→ DATA RECORDS:
- - -

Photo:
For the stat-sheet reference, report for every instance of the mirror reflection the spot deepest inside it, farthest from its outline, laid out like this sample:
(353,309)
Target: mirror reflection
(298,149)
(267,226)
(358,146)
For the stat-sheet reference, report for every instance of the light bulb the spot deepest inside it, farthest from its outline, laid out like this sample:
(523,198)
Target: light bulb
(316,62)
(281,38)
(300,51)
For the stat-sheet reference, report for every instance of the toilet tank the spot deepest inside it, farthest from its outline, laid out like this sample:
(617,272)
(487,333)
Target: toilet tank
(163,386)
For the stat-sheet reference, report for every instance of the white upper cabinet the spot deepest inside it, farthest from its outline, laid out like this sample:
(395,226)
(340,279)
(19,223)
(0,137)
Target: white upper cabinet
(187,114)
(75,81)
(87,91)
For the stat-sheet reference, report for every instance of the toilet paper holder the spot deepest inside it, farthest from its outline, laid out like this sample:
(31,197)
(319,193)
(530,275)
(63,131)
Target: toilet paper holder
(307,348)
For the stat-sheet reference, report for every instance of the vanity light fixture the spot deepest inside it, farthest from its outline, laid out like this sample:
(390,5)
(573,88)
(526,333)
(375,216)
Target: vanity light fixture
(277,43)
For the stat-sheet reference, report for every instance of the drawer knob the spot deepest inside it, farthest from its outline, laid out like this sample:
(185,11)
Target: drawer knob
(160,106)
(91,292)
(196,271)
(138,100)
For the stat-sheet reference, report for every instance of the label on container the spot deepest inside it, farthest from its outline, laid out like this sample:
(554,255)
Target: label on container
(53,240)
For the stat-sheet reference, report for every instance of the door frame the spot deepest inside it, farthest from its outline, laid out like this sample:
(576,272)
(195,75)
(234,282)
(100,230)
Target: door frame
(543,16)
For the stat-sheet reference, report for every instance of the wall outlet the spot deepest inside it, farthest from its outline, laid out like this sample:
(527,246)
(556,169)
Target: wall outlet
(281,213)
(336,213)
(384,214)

- - -

The full listing above needs to be transcribed exactly.

Photo:
For the stat-sheet reference, report for every instance of the mirror reflection the spot deepest inside it, farthest from its outline, laid out like this sample:
(353,309)
Target: mirror reflection
(298,149)
(267,226)
(358,146)
For the stat-sheet reference, report for every instance of the light bulb the spot deepest inside it, farthest from its outline, laid out like this sample:
(523,198)
Target: light bulb
(316,62)
(281,38)
(300,51)
For the stat-sheet reference, report for every instance of the toilet tank the spot deepest inside it, farthest from its outline, laid out like this sample:
(617,272)
(487,333)
Target: toilet tank
(163,386)
For the stat-sheet reference, report for every instance of the white upper cabinet the spot deepest inside it, farthest from its outline, laid out like this sample:
(395,226)
(340,279)
(19,223)
(0,137)
Target: white upper cabinet
(187,114)
(75,81)
(87,91)
For the stat-sheet reference, report for every instance of the toilet paper holder the spot deepest inside it, farthest from its outline, laid out like this sample:
(31,197)
(319,193)
(530,275)
(63,131)
Target: toilet paper holder
(307,348)
For the stat-sheet reference, report for every instance of the vanity light fixture the spot deepest inside it, farthest from its outline, laid out like this sample:
(390,5)
(573,88)
(526,333)
(375,216)
Target: vanity light fixture
(277,43)
For the stat-sheet reference, report for every instance of the drawer knob the spot deepest inside it, farthest from its outline, laid out like this sample:
(185,11)
Target: drawer knob
(160,106)
(91,292)
(196,271)
(138,100)
For the stat-sheet reference, report for every instance of the label on container the spot deepest inside it, farthest from its outline, laid out like this sample:
(554,255)
Target: label on container
(53,240)
For the stat-sheet reference, report for every instance of the door frame the spot deepest inside it, farthest from its outline, laid out like this sample:
(576,272)
(195,75)
(234,282)
(100,230)
Target: door frame
(543,16)
For the stat-sheet reference, report for every instance of the wall outlet the spot deepest inside it, farthest from its outline, laid out like this sample:
(527,246)
(556,169)
Target: wall outlet
(281,213)
(336,213)
(384,214)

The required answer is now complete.